Stored entries

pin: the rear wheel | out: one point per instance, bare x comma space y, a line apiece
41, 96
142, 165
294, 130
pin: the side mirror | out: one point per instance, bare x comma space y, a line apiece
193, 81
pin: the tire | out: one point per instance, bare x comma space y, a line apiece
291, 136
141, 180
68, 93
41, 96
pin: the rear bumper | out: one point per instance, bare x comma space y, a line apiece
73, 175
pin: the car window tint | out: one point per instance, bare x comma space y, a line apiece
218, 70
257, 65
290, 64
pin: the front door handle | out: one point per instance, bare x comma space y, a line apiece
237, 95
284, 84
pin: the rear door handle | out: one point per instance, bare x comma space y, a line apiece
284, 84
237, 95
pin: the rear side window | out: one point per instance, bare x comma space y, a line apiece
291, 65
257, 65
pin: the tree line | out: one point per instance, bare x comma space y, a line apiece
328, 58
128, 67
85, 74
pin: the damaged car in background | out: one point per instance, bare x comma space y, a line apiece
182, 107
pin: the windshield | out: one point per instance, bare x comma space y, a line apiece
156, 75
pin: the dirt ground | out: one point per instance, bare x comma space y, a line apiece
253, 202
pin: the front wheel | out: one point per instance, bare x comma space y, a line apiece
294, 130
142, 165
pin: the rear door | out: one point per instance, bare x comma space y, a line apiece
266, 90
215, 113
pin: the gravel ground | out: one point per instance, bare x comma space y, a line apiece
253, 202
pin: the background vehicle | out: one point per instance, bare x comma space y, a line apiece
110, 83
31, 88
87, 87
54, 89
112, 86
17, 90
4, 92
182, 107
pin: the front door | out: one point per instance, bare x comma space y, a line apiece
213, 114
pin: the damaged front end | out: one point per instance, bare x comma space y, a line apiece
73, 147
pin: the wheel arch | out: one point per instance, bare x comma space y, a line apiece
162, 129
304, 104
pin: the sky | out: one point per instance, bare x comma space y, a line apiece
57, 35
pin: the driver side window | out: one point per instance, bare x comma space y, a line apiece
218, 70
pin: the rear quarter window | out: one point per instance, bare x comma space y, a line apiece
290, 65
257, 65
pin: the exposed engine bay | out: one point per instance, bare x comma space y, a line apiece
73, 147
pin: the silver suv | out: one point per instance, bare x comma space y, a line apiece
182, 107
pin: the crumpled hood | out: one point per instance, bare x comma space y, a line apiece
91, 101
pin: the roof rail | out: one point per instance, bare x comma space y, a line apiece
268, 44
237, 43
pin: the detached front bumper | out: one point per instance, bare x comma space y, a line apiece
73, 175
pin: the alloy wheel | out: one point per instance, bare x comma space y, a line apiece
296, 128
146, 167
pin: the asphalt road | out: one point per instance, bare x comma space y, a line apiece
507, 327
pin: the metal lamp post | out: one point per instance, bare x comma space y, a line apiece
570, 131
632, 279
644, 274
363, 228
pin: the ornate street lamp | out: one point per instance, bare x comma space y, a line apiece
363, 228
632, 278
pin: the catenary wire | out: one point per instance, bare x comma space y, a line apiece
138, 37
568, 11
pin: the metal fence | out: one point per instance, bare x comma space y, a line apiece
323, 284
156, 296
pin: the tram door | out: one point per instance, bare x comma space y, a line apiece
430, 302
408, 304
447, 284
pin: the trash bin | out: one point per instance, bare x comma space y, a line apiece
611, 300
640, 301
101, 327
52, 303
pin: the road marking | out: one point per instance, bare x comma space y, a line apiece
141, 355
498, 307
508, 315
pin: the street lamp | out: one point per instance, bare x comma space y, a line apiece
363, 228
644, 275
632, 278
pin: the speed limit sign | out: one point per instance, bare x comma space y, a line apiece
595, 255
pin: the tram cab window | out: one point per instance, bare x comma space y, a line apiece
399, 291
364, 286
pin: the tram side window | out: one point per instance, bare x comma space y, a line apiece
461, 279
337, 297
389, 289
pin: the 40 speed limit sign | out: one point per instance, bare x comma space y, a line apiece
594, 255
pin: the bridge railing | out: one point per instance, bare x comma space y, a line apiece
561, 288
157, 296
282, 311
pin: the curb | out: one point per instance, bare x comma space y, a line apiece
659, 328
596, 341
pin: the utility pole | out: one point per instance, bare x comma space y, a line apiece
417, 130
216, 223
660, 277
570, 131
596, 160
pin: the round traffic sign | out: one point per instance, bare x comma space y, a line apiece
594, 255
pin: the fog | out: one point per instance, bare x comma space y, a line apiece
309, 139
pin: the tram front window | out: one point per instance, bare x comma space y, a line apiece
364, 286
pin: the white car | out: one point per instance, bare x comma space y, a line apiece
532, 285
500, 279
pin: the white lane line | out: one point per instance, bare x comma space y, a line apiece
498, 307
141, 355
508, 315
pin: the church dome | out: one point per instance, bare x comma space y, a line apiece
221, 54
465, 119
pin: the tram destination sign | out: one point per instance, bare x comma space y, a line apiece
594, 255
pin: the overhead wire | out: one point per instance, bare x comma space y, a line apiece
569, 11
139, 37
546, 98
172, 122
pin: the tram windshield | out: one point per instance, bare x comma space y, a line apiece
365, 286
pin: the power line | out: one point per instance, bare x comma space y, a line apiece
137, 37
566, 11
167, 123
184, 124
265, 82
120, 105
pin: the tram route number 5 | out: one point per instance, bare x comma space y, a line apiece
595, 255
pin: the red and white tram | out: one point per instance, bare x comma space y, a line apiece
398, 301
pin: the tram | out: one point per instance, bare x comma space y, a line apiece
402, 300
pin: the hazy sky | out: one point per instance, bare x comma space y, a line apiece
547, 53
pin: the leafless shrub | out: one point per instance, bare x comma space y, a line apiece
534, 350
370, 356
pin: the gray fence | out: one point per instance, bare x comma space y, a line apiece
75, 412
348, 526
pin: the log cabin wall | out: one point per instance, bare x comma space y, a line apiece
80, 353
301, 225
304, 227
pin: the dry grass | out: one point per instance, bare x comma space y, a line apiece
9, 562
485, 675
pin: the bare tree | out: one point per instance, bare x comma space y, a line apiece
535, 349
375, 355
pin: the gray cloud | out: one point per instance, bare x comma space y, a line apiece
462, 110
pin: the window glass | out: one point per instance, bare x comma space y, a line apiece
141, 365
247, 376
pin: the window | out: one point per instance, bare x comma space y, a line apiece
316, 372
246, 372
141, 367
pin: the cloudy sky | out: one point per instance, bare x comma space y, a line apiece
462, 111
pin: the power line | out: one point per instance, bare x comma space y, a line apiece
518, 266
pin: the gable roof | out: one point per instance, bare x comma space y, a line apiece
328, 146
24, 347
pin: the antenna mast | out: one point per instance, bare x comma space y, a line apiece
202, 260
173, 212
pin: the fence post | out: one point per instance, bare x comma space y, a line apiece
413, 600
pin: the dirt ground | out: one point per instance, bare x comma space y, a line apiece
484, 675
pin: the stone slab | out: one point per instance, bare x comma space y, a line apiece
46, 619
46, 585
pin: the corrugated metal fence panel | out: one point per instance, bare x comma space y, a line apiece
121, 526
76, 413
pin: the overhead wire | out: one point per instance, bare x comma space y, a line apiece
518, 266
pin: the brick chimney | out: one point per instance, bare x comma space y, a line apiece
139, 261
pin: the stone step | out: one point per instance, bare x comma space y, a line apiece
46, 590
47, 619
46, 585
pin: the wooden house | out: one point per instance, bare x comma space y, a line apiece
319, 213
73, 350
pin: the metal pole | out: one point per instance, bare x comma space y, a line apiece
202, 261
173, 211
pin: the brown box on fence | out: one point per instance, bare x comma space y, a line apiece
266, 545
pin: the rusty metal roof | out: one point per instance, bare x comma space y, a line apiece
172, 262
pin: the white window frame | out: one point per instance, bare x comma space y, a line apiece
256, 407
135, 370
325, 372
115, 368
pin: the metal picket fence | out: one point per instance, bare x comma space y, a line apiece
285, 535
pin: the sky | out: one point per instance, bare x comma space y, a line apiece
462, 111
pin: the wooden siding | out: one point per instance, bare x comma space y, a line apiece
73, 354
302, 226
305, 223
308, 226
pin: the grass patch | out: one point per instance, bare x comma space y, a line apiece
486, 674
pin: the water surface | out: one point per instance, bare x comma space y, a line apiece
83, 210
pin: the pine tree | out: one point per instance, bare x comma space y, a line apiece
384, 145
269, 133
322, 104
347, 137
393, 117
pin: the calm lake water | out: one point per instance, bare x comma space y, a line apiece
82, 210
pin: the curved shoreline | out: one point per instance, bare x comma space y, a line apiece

### PROBLEM DESCRIPTION
Reproduce verbatim the stretch of the records from the line containing "pin: the wooden house" through the end of the records, including both of these end lines.

### TASK SOLUTION
pin: the wooden house | out: one point per instance, bare x comma space y, a line apiece
319, 213
73, 350
pin: the metal pole | out: one point per instance, bare x comma space y, a line apiece
202, 261
173, 211
pin: the brown box on fence | out: one point per instance, bare x comma space y, a line apiece
266, 545
pin: the rusty metal roof | out: one point per instance, bare x comma space y, a line apiece
172, 262
pin: the white window frame | out: one point per instance, bare x comma space y, a line apiece
256, 407
135, 370
325, 372
115, 368
pin: the metal picket fence | out: one point per instance, bare x comma space y, a line apiece
285, 535
pin: the sky | out: one point per instance, bare x comma space y, a line apiece
462, 111
pin: the wooden siding | out: one point per instance, bare x comma space y, a line apiece
73, 354
302, 226
305, 223
308, 226
pin: the grass patch | out: one point per instance, bare x comma space y, a line apiece
486, 674
pin: the water surface | out: one point per instance, bare x comma space y, a line apiece
83, 210
pin: the pine tree | out: one point per instance, bare x comma space y, a line apiece
384, 145
269, 133
322, 104
347, 137
393, 117
pin: the calm lake water | out: one point per instance, bare x comma space y, a line apiece
82, 210
pin: the curved shoreline | out: one point per instance, bare x comma space y, a line apiece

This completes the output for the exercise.